[[ DATA SUPPLIED open ]]

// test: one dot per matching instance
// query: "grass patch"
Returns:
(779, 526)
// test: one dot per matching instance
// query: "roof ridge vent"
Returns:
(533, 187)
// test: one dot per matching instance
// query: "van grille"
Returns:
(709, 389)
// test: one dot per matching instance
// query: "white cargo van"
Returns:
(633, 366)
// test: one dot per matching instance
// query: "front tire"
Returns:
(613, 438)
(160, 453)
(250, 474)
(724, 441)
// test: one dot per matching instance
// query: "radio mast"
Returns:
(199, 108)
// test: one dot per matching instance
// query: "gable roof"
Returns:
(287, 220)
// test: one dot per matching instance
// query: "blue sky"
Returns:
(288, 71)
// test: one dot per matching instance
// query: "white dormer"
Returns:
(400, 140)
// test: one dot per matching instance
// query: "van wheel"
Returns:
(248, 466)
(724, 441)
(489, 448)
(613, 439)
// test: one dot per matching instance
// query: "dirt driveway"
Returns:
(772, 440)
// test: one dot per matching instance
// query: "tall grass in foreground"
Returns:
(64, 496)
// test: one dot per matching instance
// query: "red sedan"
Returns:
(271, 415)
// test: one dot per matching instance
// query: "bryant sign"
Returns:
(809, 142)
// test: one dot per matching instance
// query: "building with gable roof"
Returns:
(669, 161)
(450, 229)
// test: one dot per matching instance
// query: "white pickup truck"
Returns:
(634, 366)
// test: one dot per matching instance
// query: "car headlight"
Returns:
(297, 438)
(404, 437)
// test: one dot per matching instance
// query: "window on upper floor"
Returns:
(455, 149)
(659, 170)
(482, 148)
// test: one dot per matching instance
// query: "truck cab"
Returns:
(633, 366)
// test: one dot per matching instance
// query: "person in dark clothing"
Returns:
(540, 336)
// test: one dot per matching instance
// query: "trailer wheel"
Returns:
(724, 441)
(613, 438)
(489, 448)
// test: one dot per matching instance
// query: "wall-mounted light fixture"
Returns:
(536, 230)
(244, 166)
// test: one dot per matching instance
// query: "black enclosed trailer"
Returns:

[[ DATA SUPPLIED closed ]]

## [EXERCISE DIRECTIONS]
Starting with the first entry and ending with the last, give all of them again unchanged.

## [EXERCISE RESULT]
// test: one dot per matching instance
// query: "grass patch"
Returns:
(779, 526)
// test: one dot per matching instance
// query: "roof ridge vent"
Returns:
(533, 187)
// test: one dot per matching instance
// query: "van grille"
Returns:
(709, 389)
// test: one dot per matching instance
// query: "white cargo van"
Returns:
(633, 366)
// test: one dot per matching instance
// query: "front tire"
Returns:
(613, 438)
(160, 453)
(250, 474)
(724, 441)
// test: one dot per matching instance
// query: "radio mast"
Returns:
(199, 108)
// test: one dot per matching instance
// query: "gable roof"
Returns:
(287, 220)
// test: one dot per matching instance
// query: "blue sky"
Returns:
(288, 71)
// test: one dot per matching instance
// query: "white dormer"
Returns:
(400, 140)
// test: one dot per matching instance
// query: "van wheel"
Returns:
(248, 466)
(724, 441)
(489, 448)
(613, 439)
// test: one dot per matching instance
// query: "dirt driveway"
Returns:
(772, 440)
// test: one dot per matching instance
// query: "tall grass in foreground"
Returns:
(64, 496)
// test: one dot per matching instance
// query: "red sedan"
Returns:
(271, 415)
// test: one dot per matching instance
// query: "bryant sign"
Returns:
(809, 142)
// test: one dot per matching instance
// query: "building with gable roof"
Returns:
(669, 161)
(450, 229)
// test: one dot per matching instance
// query: "white pickup truck"
Returns:
(634, 366)
// test: one dot per matching instance
// query: "car headlight"
Returns:
(297, 438)
(404, 437)
// test: one dot per matching instance
// query: "window on upper floor"
Returns:
(455, 149)
(659, 170)
(482, 148)
// test: one dot per matching instance
// query: "truck cab"
Returns:
(633, 366)
// test: one dot per matching instance
// query: "person in dark clothing"
Returns:
(540, 336)
// test: one dot per matching instance
// query: "trailer wheel"
Returns:
(724, 441)
(613, 438)
(489, 448)
// test: one dot per matching instance
// query: "wall-mounted light fixture"
Returns:
(536, 230)
(244, 166)
// test: one dot per matching instance
// query: "black enclosed trailer"
Returns:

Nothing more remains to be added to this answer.